WHAT IS BEING ASKED:
Beginning with the line where "the distant building" appears, restate the lines word for word through the last one in the listing.

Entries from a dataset
▼

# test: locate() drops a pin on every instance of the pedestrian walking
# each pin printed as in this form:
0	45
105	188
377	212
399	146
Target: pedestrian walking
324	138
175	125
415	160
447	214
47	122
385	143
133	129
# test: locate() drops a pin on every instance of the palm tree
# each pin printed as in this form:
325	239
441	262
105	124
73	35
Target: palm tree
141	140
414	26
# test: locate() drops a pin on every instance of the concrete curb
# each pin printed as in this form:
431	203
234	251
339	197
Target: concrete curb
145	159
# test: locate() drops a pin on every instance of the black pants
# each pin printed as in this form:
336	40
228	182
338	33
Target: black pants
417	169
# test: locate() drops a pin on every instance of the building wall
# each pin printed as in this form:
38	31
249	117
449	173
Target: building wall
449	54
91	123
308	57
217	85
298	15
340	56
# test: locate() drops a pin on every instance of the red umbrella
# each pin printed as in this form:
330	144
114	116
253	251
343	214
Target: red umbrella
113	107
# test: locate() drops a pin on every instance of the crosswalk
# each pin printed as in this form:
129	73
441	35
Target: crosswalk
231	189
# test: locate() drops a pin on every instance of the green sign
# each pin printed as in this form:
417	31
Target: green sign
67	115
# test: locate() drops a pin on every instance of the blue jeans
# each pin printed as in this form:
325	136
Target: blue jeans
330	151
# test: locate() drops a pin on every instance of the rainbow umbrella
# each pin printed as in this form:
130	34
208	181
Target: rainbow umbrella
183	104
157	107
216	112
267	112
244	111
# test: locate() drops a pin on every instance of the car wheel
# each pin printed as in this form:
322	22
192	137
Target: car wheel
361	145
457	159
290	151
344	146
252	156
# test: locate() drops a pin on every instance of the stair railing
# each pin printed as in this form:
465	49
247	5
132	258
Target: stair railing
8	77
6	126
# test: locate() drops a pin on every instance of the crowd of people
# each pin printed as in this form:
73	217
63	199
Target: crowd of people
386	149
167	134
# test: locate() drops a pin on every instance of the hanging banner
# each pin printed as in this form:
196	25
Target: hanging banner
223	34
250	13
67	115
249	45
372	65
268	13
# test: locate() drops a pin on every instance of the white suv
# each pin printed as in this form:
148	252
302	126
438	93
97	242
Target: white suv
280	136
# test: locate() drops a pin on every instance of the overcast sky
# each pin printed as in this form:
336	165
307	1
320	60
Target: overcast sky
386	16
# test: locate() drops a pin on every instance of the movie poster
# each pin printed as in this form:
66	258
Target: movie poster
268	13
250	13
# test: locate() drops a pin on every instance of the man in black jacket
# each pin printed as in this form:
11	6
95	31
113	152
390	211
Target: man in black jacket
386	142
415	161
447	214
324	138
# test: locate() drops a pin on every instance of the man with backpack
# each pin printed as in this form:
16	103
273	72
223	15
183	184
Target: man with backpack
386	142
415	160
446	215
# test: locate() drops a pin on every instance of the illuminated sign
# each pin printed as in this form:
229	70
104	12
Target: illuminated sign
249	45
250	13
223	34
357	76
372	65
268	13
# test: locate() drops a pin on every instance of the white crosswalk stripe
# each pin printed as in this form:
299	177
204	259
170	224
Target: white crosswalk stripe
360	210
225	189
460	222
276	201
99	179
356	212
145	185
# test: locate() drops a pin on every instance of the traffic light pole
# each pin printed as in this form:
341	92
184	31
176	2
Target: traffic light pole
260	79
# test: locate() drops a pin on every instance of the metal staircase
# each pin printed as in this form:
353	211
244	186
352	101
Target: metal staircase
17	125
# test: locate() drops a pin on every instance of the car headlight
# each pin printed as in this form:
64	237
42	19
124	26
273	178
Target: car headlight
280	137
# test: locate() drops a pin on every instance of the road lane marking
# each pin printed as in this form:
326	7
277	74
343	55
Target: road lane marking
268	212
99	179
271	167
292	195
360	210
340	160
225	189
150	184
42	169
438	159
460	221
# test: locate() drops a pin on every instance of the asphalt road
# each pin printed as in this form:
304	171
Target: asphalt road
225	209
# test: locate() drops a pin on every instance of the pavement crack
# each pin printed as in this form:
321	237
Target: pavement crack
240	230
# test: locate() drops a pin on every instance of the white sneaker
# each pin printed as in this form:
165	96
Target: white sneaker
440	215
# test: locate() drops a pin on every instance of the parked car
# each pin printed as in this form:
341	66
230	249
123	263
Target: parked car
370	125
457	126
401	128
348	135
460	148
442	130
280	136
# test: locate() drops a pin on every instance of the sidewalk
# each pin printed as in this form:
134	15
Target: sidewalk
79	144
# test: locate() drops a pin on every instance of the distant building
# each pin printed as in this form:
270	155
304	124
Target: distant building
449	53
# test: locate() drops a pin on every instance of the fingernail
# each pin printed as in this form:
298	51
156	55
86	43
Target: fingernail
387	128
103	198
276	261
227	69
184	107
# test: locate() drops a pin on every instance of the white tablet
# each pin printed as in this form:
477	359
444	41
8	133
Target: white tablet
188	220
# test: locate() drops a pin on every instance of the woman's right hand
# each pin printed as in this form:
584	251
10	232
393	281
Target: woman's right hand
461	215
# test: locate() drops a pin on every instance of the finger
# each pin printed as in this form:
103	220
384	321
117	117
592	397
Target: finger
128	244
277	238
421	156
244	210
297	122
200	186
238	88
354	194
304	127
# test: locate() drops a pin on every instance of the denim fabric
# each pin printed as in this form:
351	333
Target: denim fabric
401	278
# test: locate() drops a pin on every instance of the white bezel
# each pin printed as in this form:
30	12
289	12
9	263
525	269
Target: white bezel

▲

RESULT FOR THIS TASK:
# test: locate() drops a pin on every instance of the distant building
# each pin printed as in this form:
270	155
304	124
Target: distant building
449	53
# test: locate() drops a pin on every instance of the fingernail
# each pin printed as in this form:
298	51
156	55
86	43
Target: fingernail
387	128
103	198
276	261
227	69
184	107
# test: locate() drops a pin on every instance of the white tablet
# each pin printed as in this form:
477	359
444	41
8	133
Target: white tablet
188	220
# test: locate() drops a pin on every instance of the woman's right hand
# each pin printed as in this form:
584	251
10	232
393	281
Target: woman's right hand
461	215
# test: locate() drops a pin on every instance of the finger
# each pin printed as in this form:
103	220
384	321
117	117
592	397
Target: finger
128	244
277	238
421	156
244	210
297	122
200	186
238	88
354	194
304	127
# test: locate() drops a pin on every instance of the denim fabric
# each pin printed as in this form:
351	333
Target: denim fabric
401	278
# test: locate() drops a pin on every instance of the white bezel
# each pin printed as in this form:
30	12
289	12
9	263
525	269
Target: white bezel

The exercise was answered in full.